* Point annotation dataset records:
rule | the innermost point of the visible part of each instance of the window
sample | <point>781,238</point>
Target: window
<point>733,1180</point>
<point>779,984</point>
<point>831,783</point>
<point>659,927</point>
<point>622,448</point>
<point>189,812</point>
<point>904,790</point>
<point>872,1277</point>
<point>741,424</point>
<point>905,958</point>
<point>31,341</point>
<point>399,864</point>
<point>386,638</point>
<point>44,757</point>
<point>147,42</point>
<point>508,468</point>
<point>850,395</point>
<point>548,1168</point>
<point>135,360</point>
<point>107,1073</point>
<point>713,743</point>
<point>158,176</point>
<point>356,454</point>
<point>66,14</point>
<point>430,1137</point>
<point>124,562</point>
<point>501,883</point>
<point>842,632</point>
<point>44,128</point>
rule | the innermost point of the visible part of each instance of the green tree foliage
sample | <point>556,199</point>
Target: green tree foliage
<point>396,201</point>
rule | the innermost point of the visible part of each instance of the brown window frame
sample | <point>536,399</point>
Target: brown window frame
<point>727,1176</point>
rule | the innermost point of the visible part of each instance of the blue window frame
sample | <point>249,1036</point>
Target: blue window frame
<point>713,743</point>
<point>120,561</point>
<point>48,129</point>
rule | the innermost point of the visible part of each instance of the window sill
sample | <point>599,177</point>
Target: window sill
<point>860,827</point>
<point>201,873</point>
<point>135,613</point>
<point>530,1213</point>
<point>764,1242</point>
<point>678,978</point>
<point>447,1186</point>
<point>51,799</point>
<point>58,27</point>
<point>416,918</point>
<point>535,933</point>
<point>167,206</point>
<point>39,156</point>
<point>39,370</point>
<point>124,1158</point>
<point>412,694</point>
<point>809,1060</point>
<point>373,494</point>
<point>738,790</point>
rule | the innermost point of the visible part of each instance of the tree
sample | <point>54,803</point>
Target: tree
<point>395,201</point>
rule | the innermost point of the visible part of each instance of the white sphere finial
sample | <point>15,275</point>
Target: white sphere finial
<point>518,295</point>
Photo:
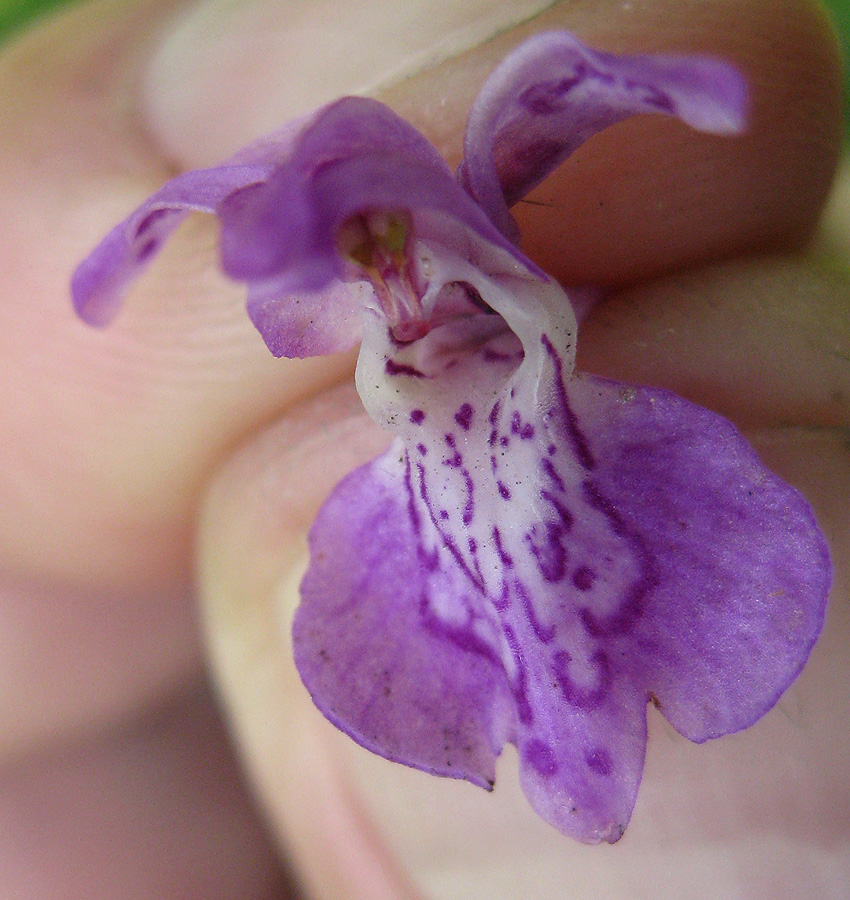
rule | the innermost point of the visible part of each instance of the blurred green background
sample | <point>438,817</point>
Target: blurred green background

* Exercise description:
Please quote all of the items above word for word, omitting any pictures.

* Solution below:
rule | the innermost point of the visible part of each instance of the window
sample | <point>781,238</point>
Target: window
<point>733,1180</point>
<point>779,984</point>
<point>831,783</point>
<point>659,927</point>
<point>622,448</point>
<point>189,812</point>
<point>904,790</point>
<point>872,1277</point>
<point>741,424</point>
<point>905,958</point>
<point>31,341</point>
<point>399,864</point>
<point>386,638</point>
<point>44,757</point>
<point>147,42</point>
<point>508,468</point>
<point>850,395</point>
<point>548,1168</point>
<point>135,360</point>
<point>107,1073</point>
<point>713,743</point>
<point>158,176</point>
<point>356,454</point>
<point>66,14</point>
<point>430,1137</point>
<point>124,562</point>
<point>501,883</point>
<point>842,632</point>
<point>44,128</point>
rule | the innermost point of the visible part of each instance of the green tree foliage
sample | <point>556,199</point>
Target: green tree foliage
<point>396,201</point>
rule | the innermost point of the visible part of each instance of the brown window frame
sample | <point>536,399</point>
Target: brown window frame
<point>727,1176</point>
rule | the innermost point of the visible part of each instance of the blue window frame
sample | <point>249,1036</point>
Target: blue window frame
<point>713,743</point>
<point>120,561</point>
<point>48,129</point>
rule | the innermost point of the visible part of each instance of the window sill
sample | <point>599,177</point>
Target: window sill
<point>860,827</point>
<point>201,873</point>
<point>135,613</point>
<point>530,1213</point>
<point>764,1242</point>
<point>678,978</point>
<point>447,1186</point>
<point>51,799</point>
<point>58,27</point>
<point>416,918</point>
<point>535,933</point>
<point>167,206</point>
<point>39,156</point>
<point>39,370</point>
<point>124,1158</point>
<point>412,694</point>
<point>809,1060</point>
<point>373,494</point>
<point>738,790</point>
rule | the innermost point of the visible part of each instance of the tree
sample | <point>54,803</point>
Target: tree
<point>395,201</point>
rule | the innermost point of the visible part of each instance of the white sphere finial
sample | <point>15,275</point>
Target: white sphere finial
<point>518,295</point>
Photo:
rule | the innermost point of the visible part of each instance of the blurred green background
sample | <point>438,817</point>
Target: blurred green background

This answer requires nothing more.